> Data supplied:
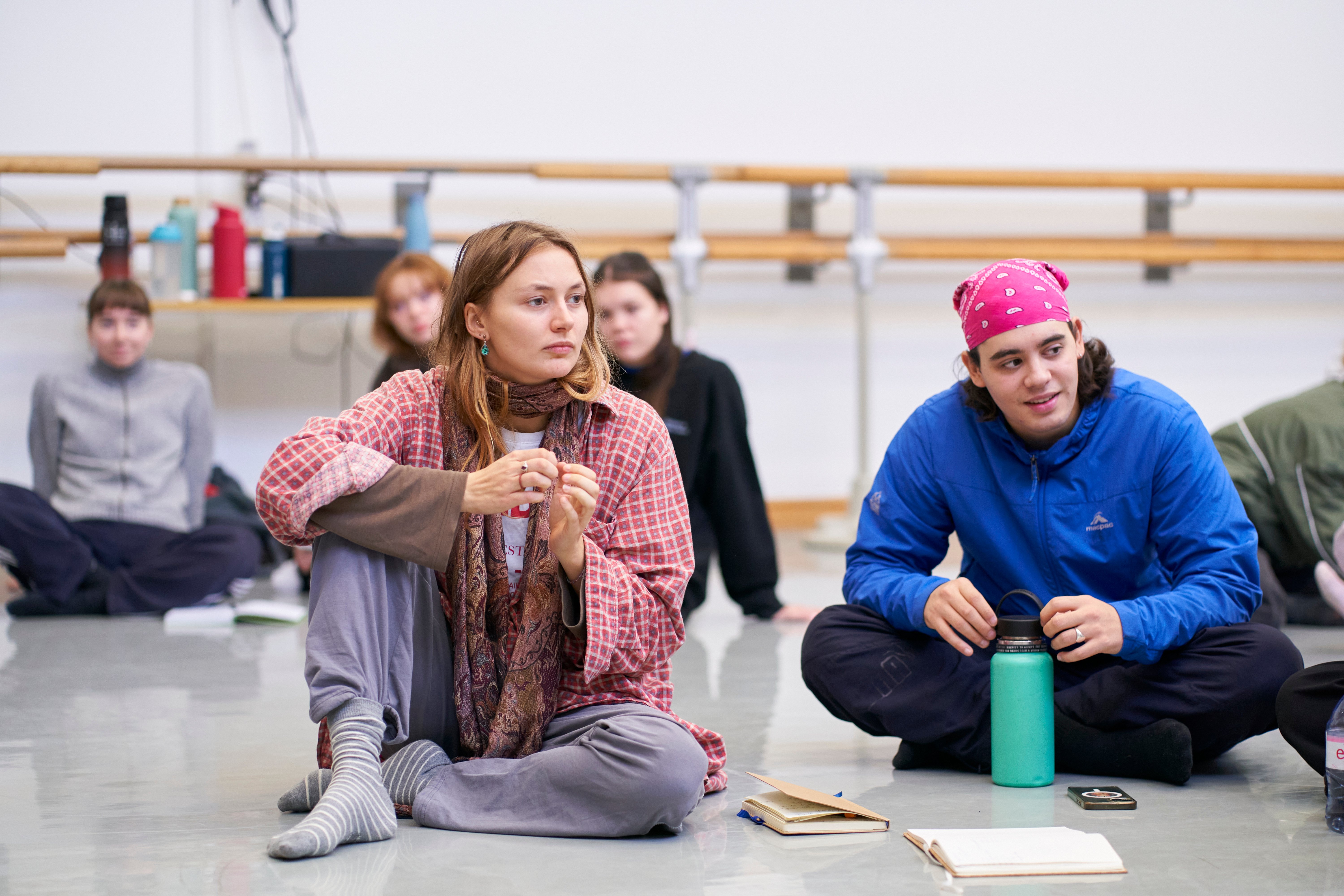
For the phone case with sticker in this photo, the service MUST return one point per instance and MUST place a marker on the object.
(1103, 799)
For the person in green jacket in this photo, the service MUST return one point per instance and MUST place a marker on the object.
(1288, 464)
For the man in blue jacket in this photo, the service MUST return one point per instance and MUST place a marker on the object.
(1085, 484)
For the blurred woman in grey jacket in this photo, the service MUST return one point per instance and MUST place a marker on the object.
(122, 453)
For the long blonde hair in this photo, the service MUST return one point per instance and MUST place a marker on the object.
(486, 261)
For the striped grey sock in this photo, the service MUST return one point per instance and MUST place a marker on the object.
(404, 776)
(407, 773)
(355, 808)
(306, 795)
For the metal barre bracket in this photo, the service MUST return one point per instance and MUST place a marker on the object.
(865, 252)
(689, 249)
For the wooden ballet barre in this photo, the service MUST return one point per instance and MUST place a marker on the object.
(268, 306)
(50, 166)
(814, 249)
(755, 174)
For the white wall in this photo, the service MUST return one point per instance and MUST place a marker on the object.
(1240, 85)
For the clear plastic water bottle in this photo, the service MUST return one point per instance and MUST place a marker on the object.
(1335, 770)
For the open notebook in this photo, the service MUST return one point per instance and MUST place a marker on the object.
(1018, 851)
(791, 809)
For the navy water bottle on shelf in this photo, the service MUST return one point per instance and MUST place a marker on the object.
(275, 264)
(1022, 702)
(1335, 770)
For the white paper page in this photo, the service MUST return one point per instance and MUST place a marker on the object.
(212, 617)
(1021, 847)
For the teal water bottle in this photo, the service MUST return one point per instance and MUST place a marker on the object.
(419, 238)
(185, 217)
(1022, 702)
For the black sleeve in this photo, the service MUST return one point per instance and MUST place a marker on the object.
(730, 492)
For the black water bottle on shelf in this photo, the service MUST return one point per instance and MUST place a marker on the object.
(115, 260)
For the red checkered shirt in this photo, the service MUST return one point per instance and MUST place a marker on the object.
(639, 554)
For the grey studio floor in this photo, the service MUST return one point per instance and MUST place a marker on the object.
(138, 762)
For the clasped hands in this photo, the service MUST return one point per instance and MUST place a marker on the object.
(958, 608)
(501, 487)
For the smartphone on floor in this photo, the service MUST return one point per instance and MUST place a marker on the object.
(1103, 799)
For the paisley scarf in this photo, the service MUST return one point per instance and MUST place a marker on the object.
(507, 648)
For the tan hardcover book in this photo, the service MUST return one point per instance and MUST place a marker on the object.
(1011, 852)
(791, 809)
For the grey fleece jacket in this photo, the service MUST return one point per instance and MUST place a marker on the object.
(132, 445)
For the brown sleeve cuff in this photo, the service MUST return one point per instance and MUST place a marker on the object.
(572, 608)
(411, 514)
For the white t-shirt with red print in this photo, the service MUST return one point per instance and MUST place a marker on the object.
(515, 520)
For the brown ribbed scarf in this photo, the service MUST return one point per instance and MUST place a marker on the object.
(507, 649)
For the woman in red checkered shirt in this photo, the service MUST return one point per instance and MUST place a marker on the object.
(498, 579)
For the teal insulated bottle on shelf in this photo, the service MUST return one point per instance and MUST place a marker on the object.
(185, 217)
(1022, 702)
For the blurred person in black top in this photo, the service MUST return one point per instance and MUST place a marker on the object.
(408, 303)
(701, 402)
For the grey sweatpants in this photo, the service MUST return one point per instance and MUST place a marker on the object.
(377, 631)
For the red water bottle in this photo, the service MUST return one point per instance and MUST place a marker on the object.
(229, 244)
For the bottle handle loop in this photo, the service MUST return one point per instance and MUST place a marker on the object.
(1018, 592)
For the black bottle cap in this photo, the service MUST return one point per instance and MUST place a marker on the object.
(1019, 627)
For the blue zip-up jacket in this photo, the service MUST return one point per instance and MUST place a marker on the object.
(1134, 507)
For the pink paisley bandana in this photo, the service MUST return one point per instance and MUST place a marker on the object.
(1007, 295)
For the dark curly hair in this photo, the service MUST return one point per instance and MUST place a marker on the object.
(1096, 370)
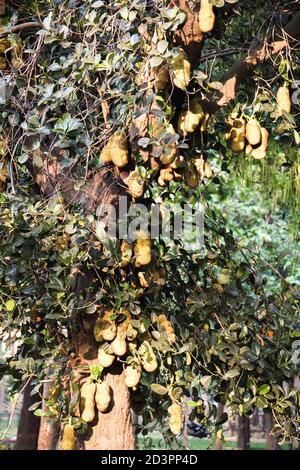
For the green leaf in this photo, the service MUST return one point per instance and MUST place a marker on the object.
(159, 389)
(222, 419)
(205, 381)
(264, 389)
(262, 402)
(232, 373)
(10, 305)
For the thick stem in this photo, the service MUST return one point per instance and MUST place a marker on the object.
(29, 424)
(49, 432)
(219, 442)
(243, 442)
(272, 442)
(113, 429)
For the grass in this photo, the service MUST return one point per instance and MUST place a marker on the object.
(154, 441)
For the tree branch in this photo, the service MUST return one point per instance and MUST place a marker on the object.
(258, 53)
(20, 27)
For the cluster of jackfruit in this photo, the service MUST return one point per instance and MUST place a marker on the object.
(118, 339)
(206, 16)
(248, 136)
(140, 251)
(283, 100)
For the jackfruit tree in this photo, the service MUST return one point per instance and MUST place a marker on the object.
(156, 102)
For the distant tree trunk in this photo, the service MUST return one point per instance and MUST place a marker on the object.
(29, 424)
(243, 441)
(219, 442)
(49, 432)
(113, 430)
(272, 442)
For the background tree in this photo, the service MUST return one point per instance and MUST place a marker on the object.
(102, 100)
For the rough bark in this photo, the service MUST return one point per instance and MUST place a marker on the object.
(219, 442)
(113, 429)
(243, 438)
(258, 53)
(49, 431)
(272, 442)
(29, 424)
(190, 35)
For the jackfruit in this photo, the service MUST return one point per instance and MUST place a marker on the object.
(206, 16)
(87, 401)
(181, 70)
(103, 396)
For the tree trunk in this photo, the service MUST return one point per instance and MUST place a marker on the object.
(29, 424)
(49, 432)
(272, 442)
(113, 430)
(219, 442)
(243, 441)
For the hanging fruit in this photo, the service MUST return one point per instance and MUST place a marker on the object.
(206, 16)
(253, 132)
(166, 326)
(136, 186)
(237, 135)
(260, 152)
(105, 329)
(283, 100)
(105, 359)
(87, 401)
(142, 249)
(103, 396)
(191, 176)
(175, 418)
(181, 69)
(132, 376)
(190, 119)
(68, 441)
(116, 150)
(148, 357)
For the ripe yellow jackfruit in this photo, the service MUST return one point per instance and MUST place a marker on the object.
(119, 345)
(166, 326)
(87, 401)
(136, 186)
(132, 376)
(159, 276)
(169, 151)
(283, 100)
(237, 135)
(161, 78)
(261, 152)
(204, 122)
(191, 177)
(248, 149)
(190, 119)
(206, 16)
(116, 150)
(175, 418)
(126, 251)
(102, 397)
(142, 250)
(148, 357)
(253, 132)
(105, 359)
(68, 441)
(105, 329)
(181, 70)
(3, 63)
(143, 281)
(179, 163)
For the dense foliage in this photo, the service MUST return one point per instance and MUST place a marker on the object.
(84, 71)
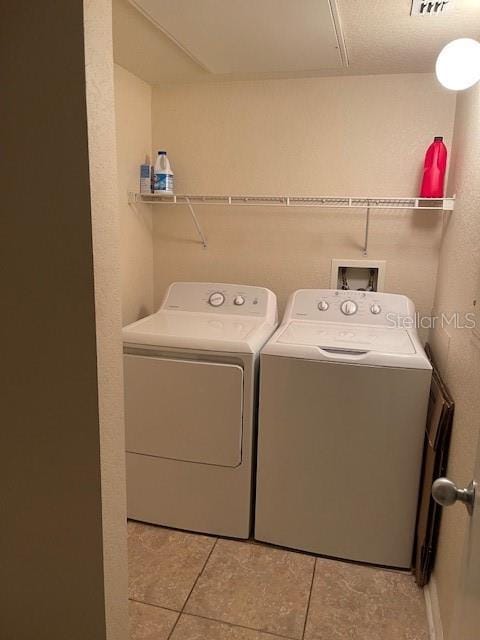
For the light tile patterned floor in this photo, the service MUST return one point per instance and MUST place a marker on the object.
(185, 586)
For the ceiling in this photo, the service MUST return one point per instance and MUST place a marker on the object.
(380, 37)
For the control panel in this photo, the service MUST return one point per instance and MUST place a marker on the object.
(356, 307)
(219, 298)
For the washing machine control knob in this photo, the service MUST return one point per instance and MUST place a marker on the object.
(216, 299)
(323, 305)
(348, 307)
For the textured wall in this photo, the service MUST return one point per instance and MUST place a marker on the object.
(52, 584)
(458, 350)
(133, 104)
(108, 321)
(329, 136)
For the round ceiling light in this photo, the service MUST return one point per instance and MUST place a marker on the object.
(458, 64)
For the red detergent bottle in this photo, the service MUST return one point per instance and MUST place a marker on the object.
(434, 170)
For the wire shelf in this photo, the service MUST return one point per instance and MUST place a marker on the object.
(342, 202)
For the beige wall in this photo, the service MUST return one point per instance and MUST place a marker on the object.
(62, 497)
(458, 350)
(108, 308)
(133, 104)
(329, 136)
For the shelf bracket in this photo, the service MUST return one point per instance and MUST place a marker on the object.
(367, 230)
(196, 223)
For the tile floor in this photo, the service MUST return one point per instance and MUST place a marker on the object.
(185, 586)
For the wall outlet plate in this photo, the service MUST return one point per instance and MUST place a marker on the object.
(357, 273)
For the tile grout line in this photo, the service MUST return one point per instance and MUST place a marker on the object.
(152, 604)
(309, 598)
(193, 587)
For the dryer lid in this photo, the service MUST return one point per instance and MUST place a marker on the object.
(202, 331)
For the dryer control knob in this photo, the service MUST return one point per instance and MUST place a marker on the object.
(323, 305)
(348, 307)
(216, 299)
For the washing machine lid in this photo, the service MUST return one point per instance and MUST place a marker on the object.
(355, 343)
(199, 331)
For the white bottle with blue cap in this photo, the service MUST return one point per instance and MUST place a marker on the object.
(162, 175)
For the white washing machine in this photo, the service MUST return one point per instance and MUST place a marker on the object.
(190, 406)
(344, 389)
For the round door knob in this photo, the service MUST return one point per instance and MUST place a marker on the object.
(446, 493)
(216, 299)
(348, 307)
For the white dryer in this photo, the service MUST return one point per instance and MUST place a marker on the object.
(343, 399)
(190, 406)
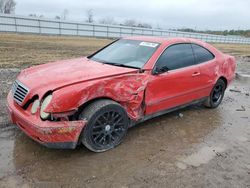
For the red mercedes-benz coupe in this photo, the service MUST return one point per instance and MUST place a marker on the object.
(94, 100)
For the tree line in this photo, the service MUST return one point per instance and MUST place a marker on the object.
(8, 7)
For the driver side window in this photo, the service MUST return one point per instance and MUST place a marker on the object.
(175, 57)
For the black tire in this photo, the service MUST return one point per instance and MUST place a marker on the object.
(107, 125)
(216, 95)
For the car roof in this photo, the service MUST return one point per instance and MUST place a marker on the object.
(164, 39)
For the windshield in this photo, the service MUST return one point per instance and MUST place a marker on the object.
(127, 53)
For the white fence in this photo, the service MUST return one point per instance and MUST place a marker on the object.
(24, 24)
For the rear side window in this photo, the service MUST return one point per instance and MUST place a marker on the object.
(202, 55)
(175, 57)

> Directions for this task: Can you rewrite the part of the material that opens with the line containing "For the windshield" and closes at the end of the material, requests included, adding 8 to every coordinate in the answer points?

> Expected output:
For the windshield in this photo, the service MUST return one point per instance and MUST place a marker on the object.
(135, 61)
For the white fence in this photo, the service MUST return one point per instance and MUST place a marker on the object.
(32, 32)
For the rear side window in this photo, the service MUST return one point per instance and MUST place a marker on the object.
(210, 63)
(183, 65)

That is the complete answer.